__What the exercise asks__.
Copy every one of the lines below word for word, leaving the picture out of your copy.

__Data extract__.
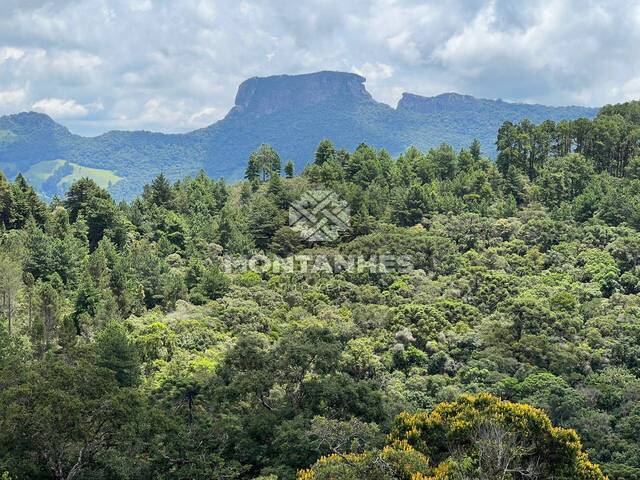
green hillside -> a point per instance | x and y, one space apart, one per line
292 113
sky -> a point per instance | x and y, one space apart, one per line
174 66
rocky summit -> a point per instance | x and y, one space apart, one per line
293 113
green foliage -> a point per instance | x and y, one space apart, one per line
173 366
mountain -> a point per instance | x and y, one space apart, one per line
291 112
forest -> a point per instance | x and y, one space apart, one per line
510 350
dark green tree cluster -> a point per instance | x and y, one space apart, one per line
611 142
129 351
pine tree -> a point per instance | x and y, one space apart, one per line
288 169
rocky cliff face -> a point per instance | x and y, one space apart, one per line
446 102
262 96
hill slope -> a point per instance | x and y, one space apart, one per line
291 112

__Answer to the problem__.
green hillside -> a point per instance | x and y, one space apart, one per line
292 113
sky -> a point per instance | x and y, one space apart, one per line
174 66
rocky summit -> a point per instance | x and y, one space apart, one per line
293 113
green foliage -> a point per instance | x and y, one space apart, one per line
173 366
mountain -> a point per instance | x and y, one space apart, one per line
291 112
forest -> a point per instance | x and y, one space apart, one per line
510 350
dark green tree cluster -> a point per instance | x and y, one space apart, one per line
611 142
129 351
pine tree -> a point per instance | x and y, one space apart, one per line
288 169
rocky cliff face -> a point per instance | x and y, one space apart, one per line
446 102
262 96
hill slope -> a point per instance | x and y, one space apart, one per line
291 112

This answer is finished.